Data to process:
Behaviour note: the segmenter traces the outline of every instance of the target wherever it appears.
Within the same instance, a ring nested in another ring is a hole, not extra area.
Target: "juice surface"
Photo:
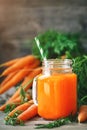
[[[77,77],[74,73],[40,76],[38,78],[38,114],[58,119],[77,110]]]

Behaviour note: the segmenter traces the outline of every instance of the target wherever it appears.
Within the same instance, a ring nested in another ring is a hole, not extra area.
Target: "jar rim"
[[[49,64],[72,64],[72,60],[71,59],[45,59],[43,60],[42,62],[43,64],[44,63],[49,63]]]

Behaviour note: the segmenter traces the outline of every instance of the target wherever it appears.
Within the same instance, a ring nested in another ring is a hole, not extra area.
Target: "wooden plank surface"
[[[25,126],[10,126],[5,125],[4,123],[5,114],[0,112],[0,130],[35,130],[35,124],[46,124],[49,121],[44,120],[40,117],[35,117],[25,123]],[[51,130],[87,130],[87,123],[70,123],[68,125],[64,125],[61,127],[53,128]],[[40,129],[40,130],[48,130],[48,129]]]

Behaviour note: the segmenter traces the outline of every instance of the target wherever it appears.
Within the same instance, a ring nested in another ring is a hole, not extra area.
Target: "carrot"
[[[29,101],[31,99],[31,95],[29,93],[26,93],[25,95],[27,101]],[[15,105],[20,105],[21,103],[23,103],[23,99],[21,96],[18,96],[17,98],[13,99],[13,100],[8,100],[5,104],[3,104],[2,106],[0,106],[0,111],[4,111],[6,106],[8,104],[15,104]]]
[[[25,110],[23,113],[21,113],[17,119],[20,121],[27,121],[31,119],[32,117],[36,116],[38,114],[37,112],[37,106],[35,104],[31,105],[27,110]]]
[[[42,71],[41,67],[36,68],[35,70],[32,70],[32,72],[27,75],[22,82],[21,86],[24,88],[25,91],[27,91],[32,86],[32,81],[35,76],[40,74]],[[20,95],[21,87],[18,88],[18,90],[13,94],[13,96],[10,98],[10,100],[16,98]]]
[[[9,60],[9,61],[7,61],[7,62],[5,62],[5,63],[0,64],[0,67],[4,67],[4,66],[9,67],[9,66],[15,64],[15,63],[16,63],[17,61],[19,61],[20,59],[21,59],[21,58],[15,58],[15,59]]]
[[[2,83],[0,84],[0,87],[3,86],[3,85],[5,85],[8,81],[10,81],[10,79],[11,79],[16,73],[17,73],[17,72],[15,71],[15,72],[12,72],[12,73],[10,73],[9,75],[7,75],[7,76],[5,77],[5,79],[2,81]]]
[[[11,87],[15,86],[17,83],[23,80],[23,78],[28,75],[31,69],[37,67],[39,65],[39,60],[36,60],[35,63],[31,64],[30,66],[26,66],[24,69],[18,71],[18,73],[5,85],[0,88],[0,94],[3,94]]]
[[[15,112],[17,111],[25,111],[26,109],[28,109],[28,107],[30,107],[33,104],[33,100],[30,100],[29,102],[26,102],[24,104],[21,104],[19,106],[17,106],[15,109],[13,109],[8,116],[13,116]]]
[[[30,65],[30,64],[34,63],[35,61],[36,61],[36,58],[33,55],[26,56],[26,57],[20,59],[18,62],[16,62],[12,66],[5,69],[1,76],[5,76],[15,70],[17,71],[19,69],[22,69],[22,68],[24,68],[24,66]]]
[[[87,105],[82,105],[78,113],[78,122],[87,121]]]

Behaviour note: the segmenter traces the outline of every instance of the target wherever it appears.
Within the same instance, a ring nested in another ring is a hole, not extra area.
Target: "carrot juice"
[[[77,76],[70,64],[67,67],[66,63],[58,63],[46,66],[37,79],[38,114],[45,119],[58,119],[77,111]]]

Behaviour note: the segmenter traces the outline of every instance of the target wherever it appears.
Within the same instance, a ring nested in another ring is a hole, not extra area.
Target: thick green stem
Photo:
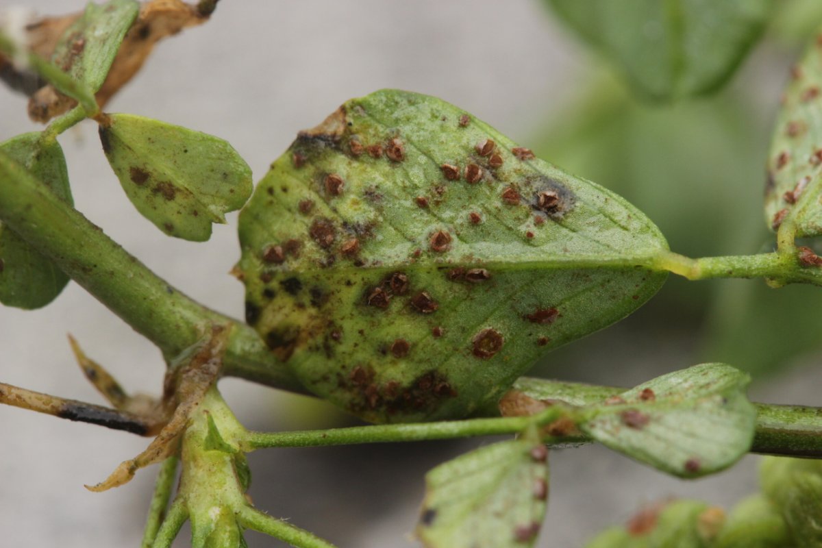
[[[145,521],[145,530],[143,532],[143,541],[141,548],[151,548],[154,546],[160,524],[165,519],[165,511],[169,507],[169,500],[171,499],[171,492],[174,487],[178,461],[179,458],[172,456],[165,459],[165,462],[160,465],[157,482],[155,484],[154,496],[151,497],[151,504],[149,506],[149,517]]]
[[[210,325],[225,325],[231,329],[226,374],[302,391],[253,329],[172,288],[3,154],[0,219],[156,344],[167,360],[196,344]]]
[[[377,425],[293,432],[249,432],[246,438],[247,446],[243,449],[251,451],[266,447],[349,445],[519,434],[532,425],[542,426],[555,421],[563,412],[562,409],[551,408],[535,417]]]

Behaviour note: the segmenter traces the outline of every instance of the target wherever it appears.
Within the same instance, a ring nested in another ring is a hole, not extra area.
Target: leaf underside
[[[29,170],[52,191],[72,204],[68,172],[62,149],[55,140],[44,143],[40,133],[25,133],[0,144],[0,150]],[[53,301],[68,276],[0,223],[0,302],[35,309]]]
[[[169,236],[204,242],[242,207],[252,172],[226,141],[132,114],[109,114],[100,140],[128,199]]]
[[[733,464],[750,449],[750,377],[707,363],[644,383],[596,408],[580,429],[612,449],[681,477]]]
[[[666,276],[641,267],[667,244],[624,200],[397,90],[302,132],[239,231],[248,322],[372,421],[468,415]]]
[[[797,236],[822,234],[822,35],[792,71],[768,157],[765,220],[792,219]]]
[[[656,99],[710,92],[761,35],[773,0],[550,0],[577,33]]]
[[[547,507],[546,454],[538,442],[504,441],[434,468],[418,536],[427,548],[533,546]]]

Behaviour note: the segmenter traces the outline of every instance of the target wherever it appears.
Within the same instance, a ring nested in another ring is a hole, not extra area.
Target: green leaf
[[[750,377],[721,363],[663,375],[594,408],[580,430],[611,449],[681,477],[727,468],[748,449],[756,409]]]
[[[417,535],[427,548],[512,548],[536,541],[547,452],[524,439],[476,449],[427,473]]]
[[[822,546],[822,462],[769,457],[762,461],[762,491],[787,523],[800,548]]]
[[[56,140],[44,142],[39,131],[25,133],[0,144],[0,151],[25,167],[52,191],[72,204],[62,149]],[[68,283],[68,276],[0,223],[0,302],[34,309],[53,301]]]
[[[110,0],[102,5],[90,2],[60,37],[52,62],[91,94],[97,93],[139,12],[140,2],[134,0]]]
[[[655,99],[722,85],[761,35],[773,5],[773,0],[549,1],[638,92]]]
[[[745,499],[734,507],[713,548],[789,548],[785,520],[761,495]]]
[[[301,133],[240,242],[248,322],[310,390],[372,421],[496,402],[666,277],[643,268],[665,240],[624,200],[397,90]]]
[[[242,207],[251,168],[222,139],[132,114],[110,114],[100,140],[137,210],[169,236],[204,242]]]
[[[765,220],[797,237],[822,234],[822,43],[814,39],[792,71],[768,157]]]
[[[706,548],[723,527],[724,513],[699,500],[650,506],[625,527],[597,536],[586,548]]]

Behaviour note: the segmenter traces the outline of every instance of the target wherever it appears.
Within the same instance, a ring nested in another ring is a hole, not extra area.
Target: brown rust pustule
[[[471,343],[471,352],[474,356],[487,359],[502,349],[505,338],[496,329],[487,328],[474,335]]]

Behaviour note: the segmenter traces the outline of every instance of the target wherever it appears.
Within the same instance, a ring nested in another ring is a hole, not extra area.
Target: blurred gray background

Work to do:
Can you put every line of all the records above into a numbered list, skipping blank lines and leaving out the pictures?

Solution to this exercise:
1. Behaviour note: the segmenter traces the outline of every instance of the target wherever it appears.
2. Within the same instance, a ring nested in another ring is a hole, not extra area.
3. Target: "juice surface"
4. Photo:
5. [[[77,77],[74,73],[40,76],[38,78],[38,114],[58,119],[77,110]]]
6. Behaviour note: the segmenter traces the outline of every instance of the target wherever it appears.
7. Within the same instance, a ring nested in another ring is a hole, not extra area.
8. Target: "jar rim"
9. [[[49,64],[72,64],[72,60],[71,59],[45,59],[43,60],[42,62],[43,64],[44,63],[49,63]]]
10. Behaviour note: the segmenter traces the outline of every instance of the target wherever it appears.
11. Within the same instance, a ring nested in another ring is a hole, not extra area.
12. Target: "wooden plank surface"
13. [[[25,126],[10,126],[5,125],[4,123],[5,114],[0,112],[0,130],[35,130],[35,124],[46,124],[49,121],[44,120],[40,117],[35,117],[25,123]],[[51,130],[87,130],[87,123],[70,123],[68,125],[64,125],[61,127],[53,128]],[[40,129],[40,130],[48,130],[48,129]]]
14. Behaviour note: the segmenter traces the outline of every instance of the target wherever it appears.
15. Within the same instance, a ring nested in another ring is a hole, not extra area.
16. Target: "carrot"
17. [[[29,101],[31,99],[31,95],[29,93],[26,93],[25,95],[27,101]],[[15,105],[20,105],[21,103],[23,103],[23,99],[21,96],[18,96],[17,98],[13,99],[13,100],[8,100],[5,104],[3,104],[2,106],[0,106],[0,111],[4,111],[6,106],[8,104],[15,104]]]
18. [[[25,110],[23,113],[21,113],[17,119],[20,121],[27,121],[31,119],[32,117],[36,116],[38,114],[37,112],[37,106],[35,104],[31,105],[27,110]]]
19. [[[42,71],[41,67],[36,68],[35,70],[32,70],[32,72],[27,75],[22,82],[21,86],[24,88],[25,91],[27,91],[32,86],[32,81],[35,76],[40,74]],[[20,95],[21,87],[18,88],[18,90],[13,94],[13,96],[10,98],[10,100],[16,98]]]
20. [[[9,60],[9,61],[7,61],[7,62],[5,62],[5,63],[0,64],[0,67],[4,67],[4,66],[9,67],[9,66],[15,64],[15,63],[16,63],[17,61],[19,61],[20,59],[21,59],[21,58],[15,58],[15,59]]]
21. [[[2,83],[0,84],[0,87],[3,86],[3,85],[5,85],[8,81],[10,81],[10,79],[11,79],[16,73],[17,73],[17,72],[15,71],[15,72],[12,72],[12,73],[10,73],[9,75],[7,75],[7,76],[5,77],[5,79],[2,81]]]
22. [[[11,87],[15,86],[17,83],[23,80],[23,78],[28,75],[31,69],[37,67],[39,65],[39,60],[36,60],[35,63],[31,64],[30,66],[26,66],[24,69],[18,71],[18,73],[5,85],[0,88],[0,94],[3,94]]]
23. [[[15,112],[17,111],[25,111],[26,109],[28,109],[28,107],[30,107],[33,104],[33,100],[30,100],[29,102],[26,102],[24,104],[21,104],[19,106],[17,106],[15,109],[13,109],[8,116],[13,116]]]
24. [[[30,65],[30,64],[34,63],[35,61],[36,61],[36,58],[33,55],[26,56],[26,57],[20,59],[18,62],[16,62],[12,66],[5,69],[1,76],[5,76],[15,70],[17,71],[19,69],[22,69],[22,68],[24,68],[24,66]]]
25. [[[87,105],[82,105],[78,113],[78,122],[87,121]]]
26. Behaviour note: the segmenter traces the outline of every instance of the target wherever it appears.
27. Within the same instance, a ring nested in another ring is a hole, not extra area.
28. Target: "carrot juice"
29. [[[77,76],[70,64],[67,67],[66,63],[58,63],[46,66],[37,79],[38,114],[45,119],[58,119],[77,111]]]
30. Behaviour note: the segmenter traces the outline of every instance of the target wherever it appears.
31. Within the same instance, a ring nested in another ring is a hole, not extra area.
32. Target: thick green stem
33. Photo:
34. [[[145,521],[145,530],[143,532],[143,541],[141,548],[151,548],[154,546],[160,524],[165,519],[165,511],[169,507],[169,500],[171,499],[171,492],[174,487],[178,461],[179,458],[172,456],[165,459],[165,462],[160,465],[157,482],[155,484],[154,496],[151,497],[151,504],[149,506],[149,517]]]
35. [[[210,325],[225,325],[231,329],[226,374],[302,391],[253,329],[172,288],[3,154],[0,219],[156,344],[167,360],[196,344]]]
36. [[[377,425],[293,432],[249,432],[246,438],[247,446],[243,449],[251,451],[266,447],[349,445],[519,434],[532,425],[542,426],[555,421],[563,412],[562,409],[551,408],[535,417]]]
37. Behaviour note: the segmenter traces the outline of every instance of the target wherever it appears.
38. Within the same instance, a ring nested in another ring is a hole, not extra area.
39. Target: leaf underside
40. [[[29,170],[52,191],[72,204],[68,172],[62,149],[55,140],[44,143],[40,133],[25,133],[0,144],[0,150]],[[53,301],[68,276],[0,223],[0,302],[35,309]]]
41. [[[169,236],[204,242],[242,207],[252,172],[226,141],[132,114],[109,114],[100,140],[128,199]]]
42. [[[733,464],[750,449],[750,377],[707,363],[644,383],[596,408],[580,429],[612,449],[681,477]]]
43. [[[666,276],[641,267],[667,244],[624,200],[397,90],[302,132],[239,231],[248,322],[372,421],[468,415]]]
44. [[[797,236],[822,234],[822,35],[792,71],[768,157],[765,220],[792,219]]]
45. [[[656,99],[710,92],[761,35],[773,0],[550,0],[577,33]]]
46. [[[547,507],[546,454],[538,442],[504,441],[434,468],[418,536],[427,548],[533,546]]]
47. Behaviour note: the segmenter traces the outline of every instance of the target wherever it appears.
48. Within the same instance, a ring nested in another ring is a hole, not extra area.
49. Target: green leaf
50. [[[750,377],[721,363],[663,375],[594,408],[580,430],[611,449],[681,477],[727,468],[748,449],[756,409]]]
51. [[[417,535],[427,548],[512,548],[536,541],[547,452],[524,439],[476,449],[427,473]]]
52. [[[822,546],[822,462],[769,457],[762,461],[762,491],[787,523],[800,548]]]
53. [[[56,140],[44,142],[39,131],[25,133],[0,144],[0,151],[25,167],[52,191],[72,204],[62,149]],[[68,283],[68,276],[0,223],[0,302],[34,309],[53,301]]]
54. [[[110,0],[102,5],[90,2],[60,37],[52,62],[91,94],[97,93],[139,12],[140,2],[134,0]]]
55. [[[655,99],[722,85],[761,35],[773,5],[773,0],[549,1],[638,92]]]
56. [[[745,499],[734,507],[713,548],[789,548],[785,520],[761,495]]]
57. [[[301,133],[240,242],[248,322],[310,390],[372,421],[496,402],[666,277],[643,268],[665,240],[624,200],[397,90]]]
58. [[[242,207],[251,168],[222,139],[132,114],[110,114],[100,140],[137,210],[169,236],[204,242]]]
59. [[[765,220],[797,237],[822,234],[822,43],[814,39],[792,71],[768,157]]]
60. [[[706,548],[723,527],[724,513],[699,500],[650,506],[625,527],[597,536],[586,548]]]
61. Behaviour note: the segmenter traces the outline of every instance of the target wherever it appears.
62. Within the same instance, a ring nested in another ring is a hole, not extra area.
63. Target: brown rust pustule
64. [[[471,343],[471,352],[474,356],[487,359],[502,349],[505,338],[496,329],[487,328],[474,335]]]
65. Behaviour note: the segmenter traces the outline of every instance of the target wherever it appears.
66. Within the same instance, a ring nested in another ring is a hole, not extra area.
67. Target: blurred gray background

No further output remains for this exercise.